**Stated exercise**
Return only this: the line with "Locate the red potato" and all the lines that follow it below, through the final one, exactly as they are.

BEGIN Source data

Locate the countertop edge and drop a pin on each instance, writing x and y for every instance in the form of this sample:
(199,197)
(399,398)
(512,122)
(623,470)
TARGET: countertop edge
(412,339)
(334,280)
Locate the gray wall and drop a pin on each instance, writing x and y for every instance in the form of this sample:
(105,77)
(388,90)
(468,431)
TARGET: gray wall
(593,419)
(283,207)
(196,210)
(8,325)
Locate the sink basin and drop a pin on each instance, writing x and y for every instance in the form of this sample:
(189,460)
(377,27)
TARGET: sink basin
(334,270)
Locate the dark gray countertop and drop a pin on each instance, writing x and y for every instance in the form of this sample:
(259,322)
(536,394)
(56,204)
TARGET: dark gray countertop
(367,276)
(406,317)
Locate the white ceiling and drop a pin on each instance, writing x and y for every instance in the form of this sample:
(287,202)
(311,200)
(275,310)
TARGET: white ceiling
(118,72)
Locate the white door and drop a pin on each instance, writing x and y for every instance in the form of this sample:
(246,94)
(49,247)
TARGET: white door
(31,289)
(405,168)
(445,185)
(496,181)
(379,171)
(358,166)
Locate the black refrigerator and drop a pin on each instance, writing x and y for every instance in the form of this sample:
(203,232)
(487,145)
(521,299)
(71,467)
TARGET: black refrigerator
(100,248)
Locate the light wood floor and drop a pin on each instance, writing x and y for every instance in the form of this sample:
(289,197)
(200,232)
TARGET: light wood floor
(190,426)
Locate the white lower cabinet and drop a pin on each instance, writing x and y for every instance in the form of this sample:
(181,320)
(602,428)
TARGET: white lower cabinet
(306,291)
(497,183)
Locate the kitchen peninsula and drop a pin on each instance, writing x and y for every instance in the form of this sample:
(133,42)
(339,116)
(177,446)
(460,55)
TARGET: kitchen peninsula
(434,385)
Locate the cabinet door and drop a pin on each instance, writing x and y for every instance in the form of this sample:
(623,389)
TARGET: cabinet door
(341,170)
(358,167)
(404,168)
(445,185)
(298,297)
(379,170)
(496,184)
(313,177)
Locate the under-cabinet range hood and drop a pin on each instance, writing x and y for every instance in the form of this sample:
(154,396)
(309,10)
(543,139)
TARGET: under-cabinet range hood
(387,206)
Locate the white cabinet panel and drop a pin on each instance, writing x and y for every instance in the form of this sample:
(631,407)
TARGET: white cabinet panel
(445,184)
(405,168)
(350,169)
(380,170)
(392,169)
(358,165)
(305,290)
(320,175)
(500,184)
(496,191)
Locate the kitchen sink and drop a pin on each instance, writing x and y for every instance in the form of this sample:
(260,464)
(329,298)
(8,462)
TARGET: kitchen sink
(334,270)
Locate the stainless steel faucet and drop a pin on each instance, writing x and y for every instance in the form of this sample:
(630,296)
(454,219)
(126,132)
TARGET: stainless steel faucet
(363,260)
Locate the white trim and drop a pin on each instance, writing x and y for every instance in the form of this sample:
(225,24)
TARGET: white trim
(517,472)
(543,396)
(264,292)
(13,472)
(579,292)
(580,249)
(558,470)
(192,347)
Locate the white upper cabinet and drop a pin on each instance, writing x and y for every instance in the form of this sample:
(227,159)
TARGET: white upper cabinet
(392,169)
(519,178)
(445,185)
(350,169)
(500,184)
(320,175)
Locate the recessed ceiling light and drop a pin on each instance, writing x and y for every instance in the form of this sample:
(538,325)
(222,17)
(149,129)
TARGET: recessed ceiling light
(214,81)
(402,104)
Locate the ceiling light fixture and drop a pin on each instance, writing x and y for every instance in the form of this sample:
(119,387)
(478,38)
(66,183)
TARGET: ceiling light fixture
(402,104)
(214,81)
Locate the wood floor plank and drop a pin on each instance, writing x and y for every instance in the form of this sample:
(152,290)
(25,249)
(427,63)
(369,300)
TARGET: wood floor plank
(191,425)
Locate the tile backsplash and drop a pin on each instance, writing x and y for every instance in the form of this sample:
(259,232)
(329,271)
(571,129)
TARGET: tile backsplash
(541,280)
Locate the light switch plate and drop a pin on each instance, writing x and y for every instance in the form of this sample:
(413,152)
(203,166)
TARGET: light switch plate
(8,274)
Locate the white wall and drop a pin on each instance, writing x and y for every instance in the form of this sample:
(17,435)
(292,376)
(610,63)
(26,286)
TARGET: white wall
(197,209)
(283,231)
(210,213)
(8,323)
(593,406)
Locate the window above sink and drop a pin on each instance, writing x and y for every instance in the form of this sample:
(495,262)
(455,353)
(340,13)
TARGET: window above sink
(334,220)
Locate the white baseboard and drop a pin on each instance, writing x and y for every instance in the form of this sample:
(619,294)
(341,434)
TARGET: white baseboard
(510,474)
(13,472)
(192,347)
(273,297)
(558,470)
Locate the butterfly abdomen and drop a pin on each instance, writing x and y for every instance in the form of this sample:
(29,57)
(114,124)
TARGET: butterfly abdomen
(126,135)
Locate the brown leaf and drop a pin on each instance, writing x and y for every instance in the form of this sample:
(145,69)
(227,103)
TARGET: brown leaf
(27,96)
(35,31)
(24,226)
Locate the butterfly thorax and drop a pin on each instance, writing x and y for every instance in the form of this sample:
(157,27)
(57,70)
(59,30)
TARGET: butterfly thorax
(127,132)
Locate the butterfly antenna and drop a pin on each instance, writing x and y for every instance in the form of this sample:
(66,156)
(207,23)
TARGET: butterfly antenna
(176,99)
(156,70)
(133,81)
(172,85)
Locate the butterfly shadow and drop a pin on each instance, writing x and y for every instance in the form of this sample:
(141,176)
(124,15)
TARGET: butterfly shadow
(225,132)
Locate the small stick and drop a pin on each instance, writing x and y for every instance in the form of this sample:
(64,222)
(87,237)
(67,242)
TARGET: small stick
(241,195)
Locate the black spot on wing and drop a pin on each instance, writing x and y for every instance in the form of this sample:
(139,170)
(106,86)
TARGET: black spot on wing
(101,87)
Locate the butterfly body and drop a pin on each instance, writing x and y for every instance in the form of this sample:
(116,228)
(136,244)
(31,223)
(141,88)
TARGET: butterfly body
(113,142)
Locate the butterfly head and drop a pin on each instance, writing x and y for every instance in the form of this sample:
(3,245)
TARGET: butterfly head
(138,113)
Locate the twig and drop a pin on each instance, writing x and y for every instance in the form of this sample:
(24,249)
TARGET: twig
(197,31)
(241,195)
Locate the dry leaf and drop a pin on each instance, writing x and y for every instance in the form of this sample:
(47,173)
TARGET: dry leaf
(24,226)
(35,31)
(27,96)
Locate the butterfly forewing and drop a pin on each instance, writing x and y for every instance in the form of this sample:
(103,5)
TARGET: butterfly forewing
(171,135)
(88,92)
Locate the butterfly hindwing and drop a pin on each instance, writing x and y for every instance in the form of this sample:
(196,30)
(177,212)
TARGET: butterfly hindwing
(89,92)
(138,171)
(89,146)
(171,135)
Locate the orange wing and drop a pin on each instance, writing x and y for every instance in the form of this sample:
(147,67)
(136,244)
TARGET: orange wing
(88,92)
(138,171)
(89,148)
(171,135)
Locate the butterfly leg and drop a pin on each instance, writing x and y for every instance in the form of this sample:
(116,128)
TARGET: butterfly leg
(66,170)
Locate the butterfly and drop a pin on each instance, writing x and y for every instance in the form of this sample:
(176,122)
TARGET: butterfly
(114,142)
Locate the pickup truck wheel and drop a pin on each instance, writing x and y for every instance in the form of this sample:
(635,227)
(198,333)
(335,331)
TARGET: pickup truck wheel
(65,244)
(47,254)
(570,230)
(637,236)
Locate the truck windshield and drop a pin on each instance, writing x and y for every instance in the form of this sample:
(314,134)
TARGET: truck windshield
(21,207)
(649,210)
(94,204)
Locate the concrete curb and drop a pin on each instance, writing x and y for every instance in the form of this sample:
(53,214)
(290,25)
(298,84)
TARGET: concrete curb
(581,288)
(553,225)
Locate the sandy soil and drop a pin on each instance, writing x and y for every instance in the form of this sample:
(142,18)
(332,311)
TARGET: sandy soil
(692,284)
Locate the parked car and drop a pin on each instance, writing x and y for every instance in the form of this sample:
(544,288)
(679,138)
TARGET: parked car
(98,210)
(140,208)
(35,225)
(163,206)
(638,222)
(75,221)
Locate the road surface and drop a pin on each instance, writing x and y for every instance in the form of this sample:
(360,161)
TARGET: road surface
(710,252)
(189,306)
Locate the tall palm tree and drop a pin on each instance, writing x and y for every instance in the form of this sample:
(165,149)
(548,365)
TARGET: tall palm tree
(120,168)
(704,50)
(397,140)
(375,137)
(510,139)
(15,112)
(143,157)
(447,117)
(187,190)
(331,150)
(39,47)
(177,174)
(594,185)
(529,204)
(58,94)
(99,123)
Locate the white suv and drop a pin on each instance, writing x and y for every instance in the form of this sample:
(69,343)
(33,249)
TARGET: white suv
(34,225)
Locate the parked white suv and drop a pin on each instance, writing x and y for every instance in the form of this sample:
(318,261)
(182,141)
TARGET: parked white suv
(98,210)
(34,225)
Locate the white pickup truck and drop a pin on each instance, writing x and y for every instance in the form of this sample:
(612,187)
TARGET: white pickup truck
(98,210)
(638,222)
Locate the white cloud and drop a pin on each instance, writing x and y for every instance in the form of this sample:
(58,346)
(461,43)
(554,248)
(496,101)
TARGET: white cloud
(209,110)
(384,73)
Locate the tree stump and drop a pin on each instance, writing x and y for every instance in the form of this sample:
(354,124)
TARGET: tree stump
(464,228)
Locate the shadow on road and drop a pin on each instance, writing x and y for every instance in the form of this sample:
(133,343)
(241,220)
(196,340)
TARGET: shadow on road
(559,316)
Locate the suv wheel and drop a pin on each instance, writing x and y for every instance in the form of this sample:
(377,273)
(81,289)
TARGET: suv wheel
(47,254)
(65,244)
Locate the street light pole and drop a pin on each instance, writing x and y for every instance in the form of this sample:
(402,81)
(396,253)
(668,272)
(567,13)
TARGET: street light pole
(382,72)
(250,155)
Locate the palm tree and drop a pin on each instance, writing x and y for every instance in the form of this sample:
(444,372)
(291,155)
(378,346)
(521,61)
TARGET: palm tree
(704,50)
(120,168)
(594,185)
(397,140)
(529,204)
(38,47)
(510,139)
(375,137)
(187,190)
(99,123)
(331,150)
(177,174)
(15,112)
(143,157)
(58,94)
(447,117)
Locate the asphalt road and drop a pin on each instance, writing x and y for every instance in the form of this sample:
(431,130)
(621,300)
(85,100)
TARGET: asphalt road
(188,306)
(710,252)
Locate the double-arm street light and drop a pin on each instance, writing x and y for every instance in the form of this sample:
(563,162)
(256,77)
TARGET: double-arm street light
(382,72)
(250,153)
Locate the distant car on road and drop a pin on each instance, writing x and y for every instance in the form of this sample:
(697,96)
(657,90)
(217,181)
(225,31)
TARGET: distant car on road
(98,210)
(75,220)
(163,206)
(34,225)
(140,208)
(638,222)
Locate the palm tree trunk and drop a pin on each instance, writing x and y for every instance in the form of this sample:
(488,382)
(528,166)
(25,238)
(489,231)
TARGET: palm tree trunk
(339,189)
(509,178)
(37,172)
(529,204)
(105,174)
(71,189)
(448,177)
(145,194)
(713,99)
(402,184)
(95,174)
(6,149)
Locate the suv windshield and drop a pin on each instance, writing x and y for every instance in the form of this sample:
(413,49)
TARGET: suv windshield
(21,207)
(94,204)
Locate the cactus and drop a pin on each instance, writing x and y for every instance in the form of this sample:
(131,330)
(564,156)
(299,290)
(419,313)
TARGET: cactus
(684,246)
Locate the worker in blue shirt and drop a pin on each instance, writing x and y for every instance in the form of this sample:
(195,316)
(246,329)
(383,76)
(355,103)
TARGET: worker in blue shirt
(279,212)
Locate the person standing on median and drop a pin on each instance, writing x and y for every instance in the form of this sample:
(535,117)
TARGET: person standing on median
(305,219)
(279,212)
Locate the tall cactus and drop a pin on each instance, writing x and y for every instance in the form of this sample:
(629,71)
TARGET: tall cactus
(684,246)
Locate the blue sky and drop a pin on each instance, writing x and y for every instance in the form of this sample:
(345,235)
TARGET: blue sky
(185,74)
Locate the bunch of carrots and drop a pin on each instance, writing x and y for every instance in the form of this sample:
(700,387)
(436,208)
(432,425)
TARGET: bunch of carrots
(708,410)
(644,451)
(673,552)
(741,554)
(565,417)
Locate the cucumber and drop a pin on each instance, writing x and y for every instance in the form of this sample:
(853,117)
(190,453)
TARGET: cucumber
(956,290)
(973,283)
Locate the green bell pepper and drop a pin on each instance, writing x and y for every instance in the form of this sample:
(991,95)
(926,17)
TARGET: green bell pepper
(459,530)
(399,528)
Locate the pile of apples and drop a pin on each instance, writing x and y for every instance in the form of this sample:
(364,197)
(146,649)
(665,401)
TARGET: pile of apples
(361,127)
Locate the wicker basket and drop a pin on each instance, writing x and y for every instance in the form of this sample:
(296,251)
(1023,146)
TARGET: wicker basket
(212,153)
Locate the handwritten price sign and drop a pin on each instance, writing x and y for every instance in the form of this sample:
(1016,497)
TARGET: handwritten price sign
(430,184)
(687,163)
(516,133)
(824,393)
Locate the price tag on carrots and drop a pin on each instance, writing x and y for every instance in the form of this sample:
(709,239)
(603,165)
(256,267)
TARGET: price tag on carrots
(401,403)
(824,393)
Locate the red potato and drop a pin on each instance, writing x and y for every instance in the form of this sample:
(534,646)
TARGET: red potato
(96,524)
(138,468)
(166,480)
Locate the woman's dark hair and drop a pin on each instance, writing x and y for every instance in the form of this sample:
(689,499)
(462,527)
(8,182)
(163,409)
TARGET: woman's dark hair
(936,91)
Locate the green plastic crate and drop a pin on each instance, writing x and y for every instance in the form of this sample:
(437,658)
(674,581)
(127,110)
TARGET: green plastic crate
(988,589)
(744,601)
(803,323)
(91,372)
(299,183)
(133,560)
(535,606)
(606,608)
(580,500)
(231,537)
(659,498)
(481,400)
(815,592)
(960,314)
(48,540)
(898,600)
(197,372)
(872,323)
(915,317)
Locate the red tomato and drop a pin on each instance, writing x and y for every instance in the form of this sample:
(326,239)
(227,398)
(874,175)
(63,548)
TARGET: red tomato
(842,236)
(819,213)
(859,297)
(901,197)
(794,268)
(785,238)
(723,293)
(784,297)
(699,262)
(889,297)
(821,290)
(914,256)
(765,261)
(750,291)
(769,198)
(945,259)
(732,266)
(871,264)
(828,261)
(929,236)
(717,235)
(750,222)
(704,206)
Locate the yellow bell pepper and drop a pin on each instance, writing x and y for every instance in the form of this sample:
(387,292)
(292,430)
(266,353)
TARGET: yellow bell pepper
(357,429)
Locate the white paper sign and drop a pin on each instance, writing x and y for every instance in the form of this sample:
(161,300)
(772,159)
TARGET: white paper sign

END Source data

**Written response**
Locate the red potato and drop a pin on each instance, writing x and y for every instance in the form of this sample:
(534,646)
TARGET: red potato
(96,524)
(138,468)
(166,480)
Locate the woman's dark hair and drop a pin on each instance, writing x and y for every instance in the form of this sample:
(689,499)
(462,527)
(8,182)
(163,409)
TARGET: woman's dark hair
(936,91)
Locate the green plastic crate and drop a pin on each instance, writing x and y for every instance in the form of this sample:
(437,658)
(674,581)
(127,110)
TARGET: green plastic crate
(988,589)
(744,601)
(803,323)
(91,372)
(299,183)
(133,560)
(535,606)
(606,608)
(580,500)
(231,537)
(659,498)
(481,400)
(815,592)
(960,314)
(48,540)
(898,600)
(197,372)
(872,323)
(915,317)
Locate the red tomato and drop a pin on each instance, writing x and y for every instance in the form of this sample:
(326,239)
(227,398)
(874,175)
(63,548)
TARGET: red tomato
(842,236)
(819,213)
(859,297)
(901,197)
(794,268)
(785,238)
(723,293)
(784,297)
(699,262)
(889,297)
(821,290)
(914,256)
(765,261)
(750,291)
(769,198)
(945,259)
(732,266)
(871,264)
(828,261)
(929,236)
(717,235)
(750,222)
(704,206)
Locate the yellow bell pepper and drop a pin on each instance, writing x and y for every instance in the form of this sample:
(387,292)
(292,430)
(266,353)
TARGET: yellow bell pepper
(357,429)
Locate the white paper sign and drop a pin on each instance, writing x and y for every instance in the form of this sample:
(161,300)
(772,159)
TARGET: white paper sign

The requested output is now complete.